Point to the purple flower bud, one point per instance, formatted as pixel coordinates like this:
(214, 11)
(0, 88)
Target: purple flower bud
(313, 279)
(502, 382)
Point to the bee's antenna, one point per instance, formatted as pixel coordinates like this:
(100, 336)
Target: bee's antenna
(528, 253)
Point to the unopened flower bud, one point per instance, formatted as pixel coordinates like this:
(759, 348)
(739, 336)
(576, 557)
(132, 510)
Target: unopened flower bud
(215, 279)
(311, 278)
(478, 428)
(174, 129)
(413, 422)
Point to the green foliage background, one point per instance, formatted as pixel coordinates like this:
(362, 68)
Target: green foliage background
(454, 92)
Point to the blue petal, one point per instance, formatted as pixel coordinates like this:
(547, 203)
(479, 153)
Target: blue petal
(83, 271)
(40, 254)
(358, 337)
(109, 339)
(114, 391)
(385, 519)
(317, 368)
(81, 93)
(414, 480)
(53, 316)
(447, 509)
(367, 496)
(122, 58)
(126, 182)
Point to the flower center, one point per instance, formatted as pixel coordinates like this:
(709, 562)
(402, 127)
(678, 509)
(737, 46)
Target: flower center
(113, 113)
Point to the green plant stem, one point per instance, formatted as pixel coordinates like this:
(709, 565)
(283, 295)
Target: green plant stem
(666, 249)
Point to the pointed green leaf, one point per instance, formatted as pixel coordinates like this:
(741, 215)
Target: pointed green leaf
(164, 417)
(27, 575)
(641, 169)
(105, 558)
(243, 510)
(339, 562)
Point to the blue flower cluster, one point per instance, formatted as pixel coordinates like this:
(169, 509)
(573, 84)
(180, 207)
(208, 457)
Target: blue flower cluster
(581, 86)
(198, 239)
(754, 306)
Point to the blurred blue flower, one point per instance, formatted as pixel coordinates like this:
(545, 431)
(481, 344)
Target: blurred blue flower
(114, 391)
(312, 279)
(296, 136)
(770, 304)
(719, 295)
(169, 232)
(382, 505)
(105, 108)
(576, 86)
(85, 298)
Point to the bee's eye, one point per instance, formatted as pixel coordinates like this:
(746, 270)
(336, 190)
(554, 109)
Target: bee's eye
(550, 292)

Your instructions – Extract the complete listing above, reproducing each line exactly.

Solution to this exercise –
Point to the purple flower bud, one point per instance, formatted as pixel coordinates like this:
(214, 11)
(0, 88)
Target: purple flower bud
(313, 279)
(502, 382)
Point to the bee's antenna, one point per instance, formatted as pixel coordinates like this:
(100, 336)
Target: bee's antenna
(528, 253)
Point to the unopened flower bud, one point per instance, formatted as pixel coordinates like this:
(759, 348)
(739, 336)
(576, 557)
(132, 510)
Target: unopened flower bud
(215, 279)
(311, 278)
(478, 428)
(174, 129)
(413, 422)
Point to the green foliage background, one point per instance, formatted as pixel coordinates like this:
(362, 68)
Target: green foliage background
(454, 92)
Point to the blue petal, one point per instance, formatted as pixel coordinates like this:
(547, 203)
(479, 153)
Target: blue petal
(83, 271)
(40, 254)
(358, 337)
(109, 339)
(114, 391)
(385, 519)
(317, 368)
(81, 93)
(414, 480)
(53, 316)
(447, 509)
(367, 496)
(122, 58)
(126, 182)
Point to the flower center, one point per instance, formatted as pixel coordinates like this:
(709, 562)
(402, 127)
(678, 509)
(737, 46)
Target: flower center
(113, 113)
Point to the green plant stem, one point per instance, formatted as pixel coordinates like this:
(709, 565)
(283, 295)
Target: green plant stem
(666, 249)
Point to the pointed green leaf, one point per instance, formatted as pixel coordinates like this:
(741, 215)
Target: pointed green leaf
(164, 417)
(27, 575)
(641, 169)
(105, 558)
(243, 510)
(339, 562)
Point to the blue flower cluster, one point per instance, formatted as pixel coordinates like this:
(169, 509)
(573, 84)
(180, 207)
(208, 457)
Target: blue flower cluster
(581, 86)
(198, 239)
(754, 306)
Point to the blurred blue flower, one point per instance, formatted as pixel coordinates like this:
(545, 431)
(481, 344)
Target: blurred blue flower
(114, 391)
(312, 279)
(296, 136)
(770, 304)
(719, 295)
(169, 232)
(382, 505)
(105, 108)
(576, 86)
(85, 298)
Point to the bee's eye, one point per instance, formatted as pixel coordinates like this:
(746, 270)
(336, 190)
(554, 109)
Target: bee's eye
(550, 292)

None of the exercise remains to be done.